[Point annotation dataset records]
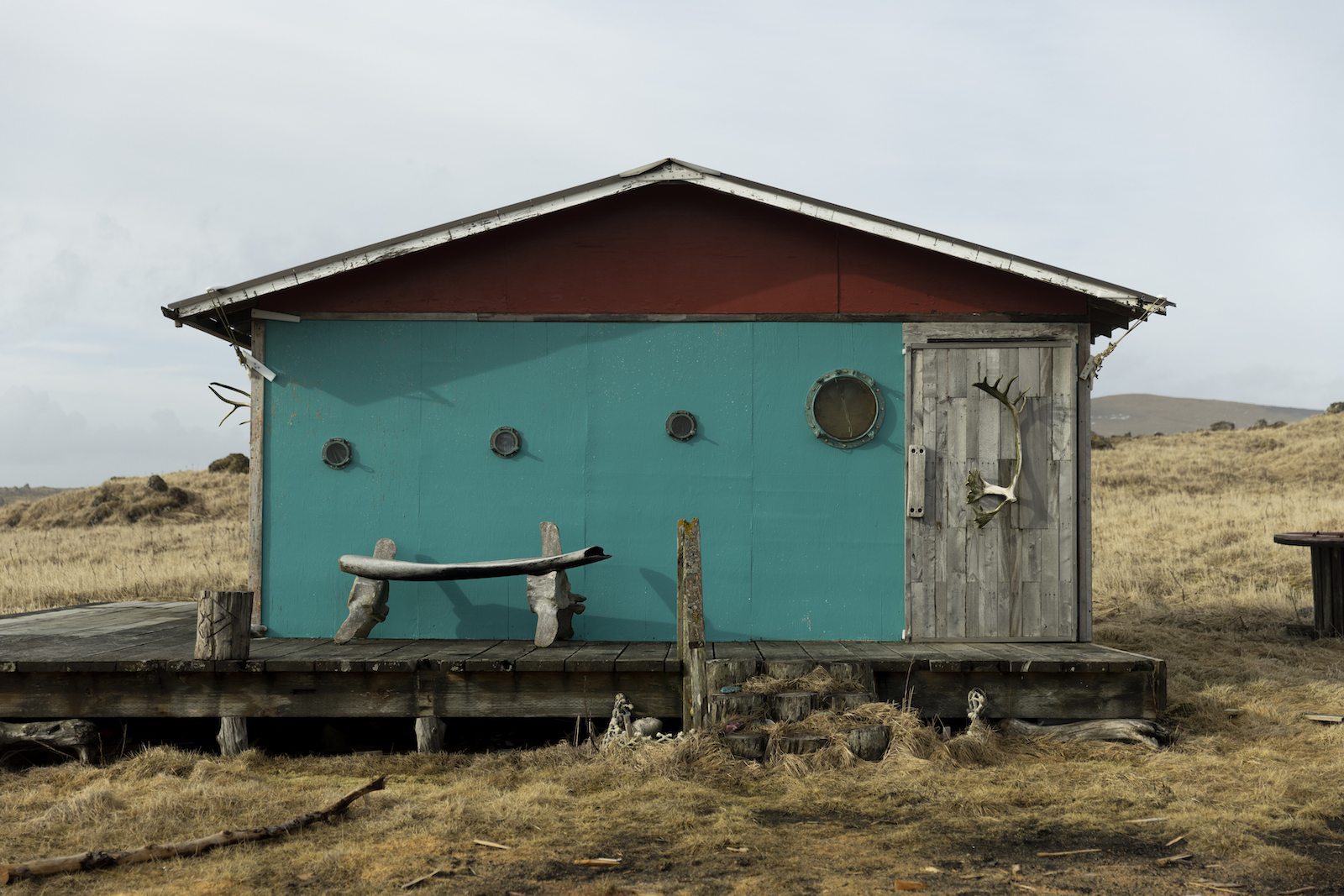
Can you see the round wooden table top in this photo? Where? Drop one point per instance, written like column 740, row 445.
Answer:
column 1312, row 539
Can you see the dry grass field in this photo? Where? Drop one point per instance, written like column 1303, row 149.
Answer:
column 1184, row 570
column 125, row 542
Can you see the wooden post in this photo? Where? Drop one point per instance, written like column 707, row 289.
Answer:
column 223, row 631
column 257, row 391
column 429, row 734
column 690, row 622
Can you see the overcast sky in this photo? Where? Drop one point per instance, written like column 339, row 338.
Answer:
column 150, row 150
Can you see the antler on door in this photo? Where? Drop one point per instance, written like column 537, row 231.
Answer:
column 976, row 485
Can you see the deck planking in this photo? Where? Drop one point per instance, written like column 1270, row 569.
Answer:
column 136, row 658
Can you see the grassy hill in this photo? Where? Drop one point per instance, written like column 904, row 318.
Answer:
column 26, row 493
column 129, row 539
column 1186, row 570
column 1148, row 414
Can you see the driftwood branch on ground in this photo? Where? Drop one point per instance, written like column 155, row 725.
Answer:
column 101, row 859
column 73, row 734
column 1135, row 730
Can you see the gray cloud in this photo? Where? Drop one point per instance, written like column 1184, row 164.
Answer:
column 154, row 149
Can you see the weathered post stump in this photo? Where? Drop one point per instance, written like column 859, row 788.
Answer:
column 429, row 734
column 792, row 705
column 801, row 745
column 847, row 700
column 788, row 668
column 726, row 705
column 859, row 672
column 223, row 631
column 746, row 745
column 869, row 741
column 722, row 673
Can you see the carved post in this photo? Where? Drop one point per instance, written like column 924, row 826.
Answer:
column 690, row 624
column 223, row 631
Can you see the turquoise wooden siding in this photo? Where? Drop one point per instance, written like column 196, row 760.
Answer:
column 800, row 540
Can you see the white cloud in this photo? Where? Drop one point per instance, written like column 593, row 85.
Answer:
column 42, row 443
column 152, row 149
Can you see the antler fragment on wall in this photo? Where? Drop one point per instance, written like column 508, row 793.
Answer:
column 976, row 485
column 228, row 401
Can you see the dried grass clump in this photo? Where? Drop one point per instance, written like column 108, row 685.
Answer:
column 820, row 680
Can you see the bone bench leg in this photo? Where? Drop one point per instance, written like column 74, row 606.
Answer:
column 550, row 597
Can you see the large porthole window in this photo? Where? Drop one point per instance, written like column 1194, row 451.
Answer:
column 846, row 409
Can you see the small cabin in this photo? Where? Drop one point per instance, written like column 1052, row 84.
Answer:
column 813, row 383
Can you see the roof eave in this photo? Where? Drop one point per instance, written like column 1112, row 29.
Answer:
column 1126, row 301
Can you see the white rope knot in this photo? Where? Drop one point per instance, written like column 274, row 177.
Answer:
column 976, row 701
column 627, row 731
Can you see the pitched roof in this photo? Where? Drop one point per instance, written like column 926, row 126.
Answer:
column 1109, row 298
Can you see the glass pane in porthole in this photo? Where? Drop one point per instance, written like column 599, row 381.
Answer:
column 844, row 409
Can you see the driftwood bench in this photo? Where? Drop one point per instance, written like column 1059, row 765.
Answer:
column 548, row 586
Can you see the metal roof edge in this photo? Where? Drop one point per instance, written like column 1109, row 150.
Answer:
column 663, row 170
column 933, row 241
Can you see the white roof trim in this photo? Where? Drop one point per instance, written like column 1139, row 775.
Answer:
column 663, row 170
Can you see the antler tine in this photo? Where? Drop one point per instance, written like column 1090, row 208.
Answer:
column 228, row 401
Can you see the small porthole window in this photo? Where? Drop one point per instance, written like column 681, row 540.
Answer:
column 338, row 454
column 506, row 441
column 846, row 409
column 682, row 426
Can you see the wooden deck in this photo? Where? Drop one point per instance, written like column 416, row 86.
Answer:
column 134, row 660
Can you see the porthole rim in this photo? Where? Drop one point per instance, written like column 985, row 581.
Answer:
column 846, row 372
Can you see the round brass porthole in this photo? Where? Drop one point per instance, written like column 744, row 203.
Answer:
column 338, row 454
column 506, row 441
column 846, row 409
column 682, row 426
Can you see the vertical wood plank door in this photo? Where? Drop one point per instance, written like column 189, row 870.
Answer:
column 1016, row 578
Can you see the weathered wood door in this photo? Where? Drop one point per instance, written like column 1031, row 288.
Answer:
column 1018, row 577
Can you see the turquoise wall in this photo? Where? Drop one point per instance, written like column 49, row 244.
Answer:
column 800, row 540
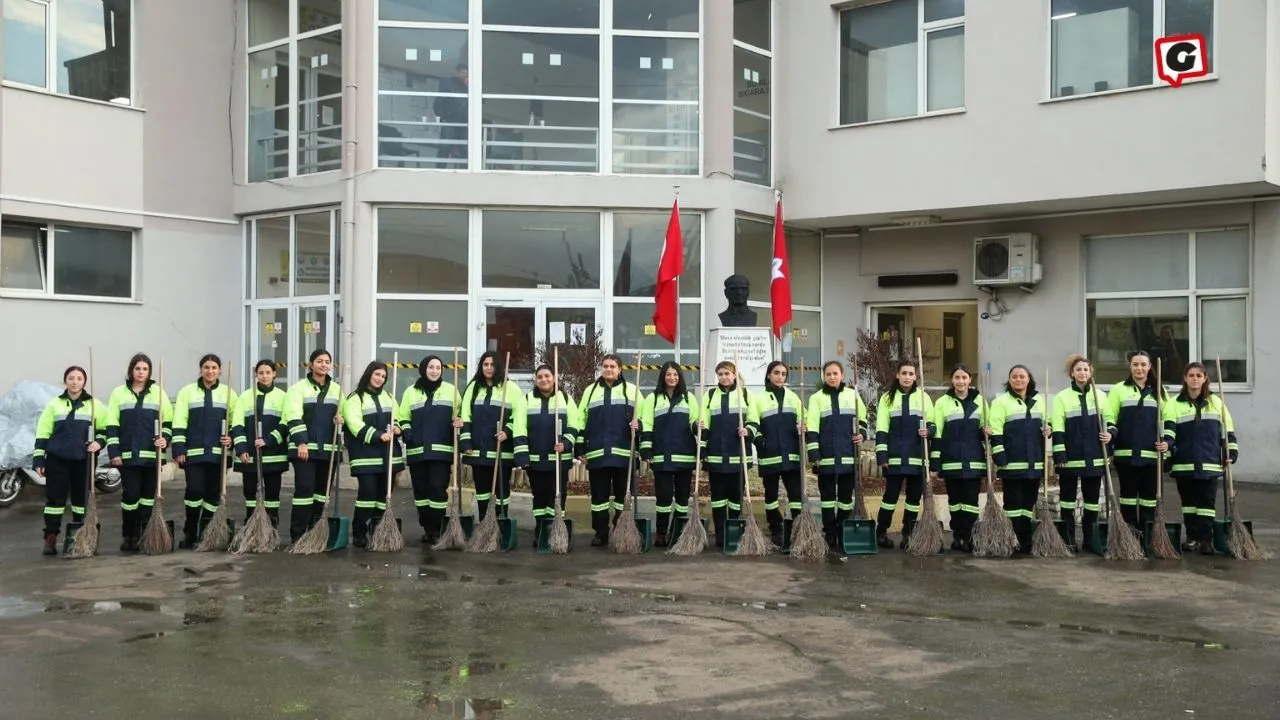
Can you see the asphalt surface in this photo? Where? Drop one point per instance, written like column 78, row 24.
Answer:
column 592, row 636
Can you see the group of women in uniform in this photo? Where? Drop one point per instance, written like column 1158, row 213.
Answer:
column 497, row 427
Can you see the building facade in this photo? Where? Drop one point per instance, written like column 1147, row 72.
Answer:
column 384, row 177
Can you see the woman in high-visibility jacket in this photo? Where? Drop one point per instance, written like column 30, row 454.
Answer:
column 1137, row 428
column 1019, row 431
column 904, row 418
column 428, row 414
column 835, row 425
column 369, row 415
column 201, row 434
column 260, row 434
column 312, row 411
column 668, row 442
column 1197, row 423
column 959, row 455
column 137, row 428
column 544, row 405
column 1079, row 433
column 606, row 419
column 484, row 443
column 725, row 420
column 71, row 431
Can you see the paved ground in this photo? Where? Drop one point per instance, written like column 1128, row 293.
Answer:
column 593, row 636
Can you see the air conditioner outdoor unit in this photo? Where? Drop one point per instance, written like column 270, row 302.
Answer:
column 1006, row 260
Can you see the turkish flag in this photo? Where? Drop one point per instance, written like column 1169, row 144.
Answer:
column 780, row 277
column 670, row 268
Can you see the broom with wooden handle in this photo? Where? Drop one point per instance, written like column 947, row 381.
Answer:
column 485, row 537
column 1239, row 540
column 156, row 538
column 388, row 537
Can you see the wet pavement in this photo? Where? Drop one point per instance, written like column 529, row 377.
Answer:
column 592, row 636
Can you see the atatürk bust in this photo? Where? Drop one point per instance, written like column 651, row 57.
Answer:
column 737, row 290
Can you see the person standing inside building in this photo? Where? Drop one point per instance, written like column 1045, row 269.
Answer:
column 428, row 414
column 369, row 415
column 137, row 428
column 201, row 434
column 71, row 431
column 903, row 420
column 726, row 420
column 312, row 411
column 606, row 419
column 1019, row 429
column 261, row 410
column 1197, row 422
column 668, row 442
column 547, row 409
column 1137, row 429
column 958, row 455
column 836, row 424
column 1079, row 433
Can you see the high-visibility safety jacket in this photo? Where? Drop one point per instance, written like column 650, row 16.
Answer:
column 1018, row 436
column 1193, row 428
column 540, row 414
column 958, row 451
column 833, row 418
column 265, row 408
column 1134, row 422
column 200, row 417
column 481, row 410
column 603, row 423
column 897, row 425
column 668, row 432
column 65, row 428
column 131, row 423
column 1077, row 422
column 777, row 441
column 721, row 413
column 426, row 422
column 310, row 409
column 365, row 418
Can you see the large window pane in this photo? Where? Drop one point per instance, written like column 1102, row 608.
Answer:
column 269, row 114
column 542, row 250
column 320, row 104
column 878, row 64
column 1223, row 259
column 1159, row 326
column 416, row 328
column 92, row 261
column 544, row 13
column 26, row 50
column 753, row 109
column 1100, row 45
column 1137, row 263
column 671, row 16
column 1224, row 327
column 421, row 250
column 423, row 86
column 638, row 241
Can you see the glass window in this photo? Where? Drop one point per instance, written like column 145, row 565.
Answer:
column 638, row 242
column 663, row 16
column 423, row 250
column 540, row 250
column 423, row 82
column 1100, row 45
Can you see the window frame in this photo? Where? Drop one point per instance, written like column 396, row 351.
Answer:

__Request__. Put every line of the material above into a numbered list, skipping blank lines. Leave the pictures out of your answer.

__Correct answer__.
1. Can you see the round wooden table top in this photo? Where? Drop one point per instance, written like column 740, row 445.
2. Answer:
3. column 1312, row 539
4. Can you see the dry grass field in this photo? Where? Drop one point per instance, written like column 1303, row 149.
5. Answer:
6. column 1184, row 570
7. column 125, row 542
8. Can you see the wooden post in this photo? Where? Drop one point per instance, written like column 707, row 289.
9. Answer:
10. column 223, row 631
11. column 257, row 391
12. column 429, row 734
13. column 690, row 622
14. Can you see the overcast sky in this photo? Where? Drop one point per instance, written like column 339, row 338.
15. Answer:
16. column 150, row 150
17. Can you see the antler on door in this photo? Where? Drop one point per instance, written like column 537, row 231.
18. Answer:
19. column 976, row 485
20. Can you see the deck planking in this photo? Where? Drop one point per instance, written like column 1270, row 569.
21. Answer:
22. column 136, row 658
23. Can you see the grassy hill in this photo? Where? Drop one point per instance, written like column 904, row 318.
24. Answer:
25. column 26, row 493
26. column 129, row 539
27. column 1186, row 570
28. column 1148, row 414
29. Can you see the driftwood branch on ground in this photo? Where? Drop one point per instance, written like column 155, row 725.
30. Answer:
31. column 101, row 859
32. column 73, row 734
33. column 1135, row 730
34. Can you see the gray cloud in this photo? Where? Drop one point per instance, written like column 1184, row 164.
35. Answer:
36. column 154, row 149
37. Can you see the weathered post stump in this photo? Where? Drop one point per instance, written like column 859, row 788.
38. Answer:
39. column 429, row 734
40. column 792, row 705
41. column 801, row 745
42. column 847, row 700
43. column 788, row 668
44. column 726, row 705
45. column 859, row 672
46. column 223, row 631
47. column 746, row 745
48. column 869, row 741
49. column 722, row 673
50. Can you see the carved post in this photo? Where? Drop one point per instance, written like column 924, row 826.
51. Answer:
52. column 690, row 624
53. column 223, row 631
54. Can you see the turquoise wooden siding in this photo? Where? Drop one point per instance, written like column 196, row 760.
55. Answer:
56. column 800, row 540
57. Can you see the white cloud in this photo? Where? Drop one point per instance, written like column 593, row 85.
58. Answer:
59. column 42, row 443
60. column 152, row 149
61. Can you see the antler fragment on wall in this photo? Where? Drop one point per instance, written like column 508, row 793.
62. Answer:
63. column 976, row 485
64. column 228, row 401
65. Can you see the dried grass clump in this photo? Where? Drop one point per instance, written like column 108, row 685.
66. Answer:
67. column 820, row 680
68. Can you see the bone bench leg in this photo? Where? Drop one point per instance, written like column 74, row 606.
69. Answer:
70. column 550, row 597
71. Can you see the large porthole window in this photo? Where? Drop one point per instance, written like column 1194, row 451.
72. Answer:
73. column 846, row 409
74. Can you see the small cabin in this photo? Where? Drop one point per instance, written like column 1052, row 84.
75. Answer:
76. column 813, row 383
77. Can you see the roof eave in this photo? Where? Drop one point per instance, written like column 1112, row 29.
78. Answer:
79. column 1126, row 301
80. Can you see the white rope knot in this photo? Where? Drop one point per instance, written like column 274, row 177.
81. Answer:
82. column 976, row 701
83. column 627, row 731
84. Can you see the pitched roof in this photo? Where? Drop one point per instance, written like column 926, row 126.
85. Answer:
86. column 1109, row 298
87. Can you see the glass pane in porthole in this photo? Where? Drop one point per instance, written like column 599, row 381.
88. Answer:
89. column 844, row 409
90. Can you see the driftwood bench in this photo? Where? Drop one point per instance, written like column 1059, row 765.
91. Answer:
92. column 548, row 586
93. Can you see the metal roof edge in this photo? Where? Drop one point per instance, written like column 1109, row 150.
94. Answer:
95. column 663, row 170
96. column 933, row 241
97. Can you see the white roof trim in this photo? Where? Drop one point per instance, written like column 1139, row 775.
98. Answer:
99. column 663, row 170
100. Can you see the antler tine in this photo? Where? Drop one point per instance, written like column 1090, row 208.
101. Answer:
102. column 228, row 401
103. Can you see the small porthole window in this photo? Where? Drop one point per instance, written like column 681, row 540.
104. Answer:
105. column 338, row 454
106. column 506, row 441
107. column 846, row 409
108. column 682, row 426
109. Can you see the wooden deck in this photo? Where? Drop one point per instance, written like column 416, row 86.
110. Answer:
111. column 134, row 660
112. Can you see the porthole rim in this photo? Where? Drop one point per instance, written like column 985, row 581.
113. Answer:
114. column 846, row 372
115. Can you see the round brass porthole in this photo? Where? Drop one point per instance, written like column 744, row 203.
116. Answer:
117. column 338, row 454
118. column 506, row 441
119. column 846, row 409
120. column 682, row 426
121. Can you see the vertical wood plank door in this photo? Where? Drop one point per instance, written like column 189, row 870.
122. Answer:
123. column 1016, row 578
124. Can you see the weathered wood door in this photo? Where? Drop one point per instance, written like column 1031, row 288.
125. Answer:
126. column 1018, row 577
127. Can you see the turquoise wall in this photo? Where? Drop one point per instance, written like column 49, row 244.
128. Answer:
129. column 800, row 540
130. Can you see the asphalt surface in this photo? Where? Drop one point per instance, written like column 78, row 24.
131. Answer:
132. column 592, row 636
133. Can you see the group of women in uniform in this photo? Where? Drop one point per instance, written like column 1158, row 213.
134. Answer:
135. column 497, row 427
136. Can you see the building facade in this photo? Where? Drop one point per instance, written like column 1147, row 72.
137. Answer:
138. column 384, row 177
139. Can you see the woman in high-visibility jacket in this photo? Where? Drop one point per instance, written like column 30, row 454.
140. Answer:
141. column 1137, row 428
142. column 1019, row 431
143. column 904, row 418
144. column 428, row 414
145. column 835, row 425
146. column 369, row 415
147. column 201, row 434
148. column 260, row 434
149. column 312, row 411
150. column 668, row 442
151. column 1197, row 423
152. column 959, row 455
153. column 137, row 428
154. column 544, row 405
155. column 1079, row 433
156. column 606, row 419
157. column 484, row 443
158. column 725, row 420
159. column 71, row 431
160. Can you see the paved ground in this photo? Where? Drop one point per instance, written like column 1128, row 293.
161. Answer:
162. column 593, row 636
163. Can you see the air conditioner outdoor unit in this photo? Where? Drop one point per instance, written like column 270, row 302.
164. Answer:
165. column 1006, row 260
166. Can you see the turkish flag in this photo? Where? Drop one point per instance, written like column 1169, row 144.
167. Answer:
168. column 780, row 277
169. column 670, row 268
170. Can you see the broom with wooden handle in this photo? Where? Drop one point per instance, written like column 947, row 381.
171. Answer:
172. column 485, row 537
173. column 1239, row 540
174. column 156, row 538
175. column 388, row 537
176. Can you see the wet pavement in this photo? Where? Drop one point per instance, written like column 529, row 377.
177. Answer:
178. column 592, row 636
179. Can you see the atatürk bust in this photo? Where? Drop one point per instance, written like column 651, row 57.
180. Answer:
181. column 737, row 290
182. Can you see the person standing inside building in this photo? Where? Drop one point per instance, written like column 1045, row 269.
183. Answer:
184. column 428, row 414
185. column 369, row 415
186. column 137, row 428
187. column 201, row 434
188. column 71, row 431
189. column 903, row 420
190. column 726, row 420
191. column 312, row 411
192. column 606, row 419
193. column 1019, row 429
194. column 261, row 410
195. column 1197, row 422
196. column 668, row 442
197. column 547, row 409
198. column 1137, row 429
199. column 958, row 455
200. column 836, row 424
201. column 1079, row 433
202. Can you see the high-visibility safety jacket in this photo? Where? Drop one point per instance, written like column 650, row 16.
203. Answer:
204. column 1018, row 436
205. column 1193, row 428
206. column 540, row 414
207. column 958, row 451
208. column 833, row 418
209. column 265, row 408
210. column 1134, row 422
211. column 200, row 417
212. column 481, row 410
213. column 603, row 423
214. column 897, row 425
215. column 668, row 432
216. column 65, row 428
217. column 131, row 423
218. column 1077, row 422
219. column 777, row 441
220. column 721, row 413
221. column 426, row 422
222. column 310, row 409
223. column 365, row 418
224. Can you see the large window pane in this photo? Where? Drop one point per instance, written like column 1102, row 608.
225. Answer:
226. column 269, row 114
227. column 542, row 250
228. column 320, row 104
229. column 878, row 64
230. column 1223, row 259
231. column 1159, row 326
232. column 416, row 328
233. column 92, row 261
234. column 544, row 13
235. column 26, row 50
236. column 753, row 109
237. column 1100, row 45
238. column 1137, row 263
239. column 671, row 16
240. column 1224, row 327
241. column 421, row 250
242. column 423, row 86
243. column 638, row 241
244. Can you see the glass window in this photo? Where? Drop one point per instance, written like column 145, row 565.
245. Answer:
246. column 638, row 242
247. column 663, row 16
248. column 423, row 250
249. column 540, row 250
250. column 423, row 82
251. column 1100, row 45
252. Can you see the window frame in this photo? Where? Drop one point per instance, written like column 396, row 351.
253. Answer:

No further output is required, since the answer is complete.